● Exercise prompt: Reproduce exactly the lines of the listing from the one containing "Query: dirt ground" to its final line, both included.

● The data:
════════
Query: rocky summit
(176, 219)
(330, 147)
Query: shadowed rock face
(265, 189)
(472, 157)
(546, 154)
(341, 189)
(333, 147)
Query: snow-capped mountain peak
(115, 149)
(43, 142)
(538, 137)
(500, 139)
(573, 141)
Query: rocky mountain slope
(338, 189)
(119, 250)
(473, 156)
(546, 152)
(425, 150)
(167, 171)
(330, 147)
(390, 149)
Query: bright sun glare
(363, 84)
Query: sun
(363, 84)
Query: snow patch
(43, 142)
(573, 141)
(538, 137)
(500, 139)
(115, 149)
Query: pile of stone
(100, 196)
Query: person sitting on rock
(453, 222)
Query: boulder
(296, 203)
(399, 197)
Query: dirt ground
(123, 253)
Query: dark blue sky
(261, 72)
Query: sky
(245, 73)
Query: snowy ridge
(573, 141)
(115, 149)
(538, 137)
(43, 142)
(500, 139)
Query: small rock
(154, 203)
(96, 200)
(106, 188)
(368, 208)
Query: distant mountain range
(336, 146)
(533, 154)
════════
● Response area:
Query: dirt ground
(123, 253)
Query: dark blue sky
(261, 72)
Query: sky
(245, 73)
Query: snowy ridge
(573, 141)
(115, 149)
(538, 137)
(43, 142)
(500, 139)
Query: small rock
(154, 203)
(96, 200)
(106, 188)
(368, 208)
Query: distant mountain range
(336, 146)
(533, 154)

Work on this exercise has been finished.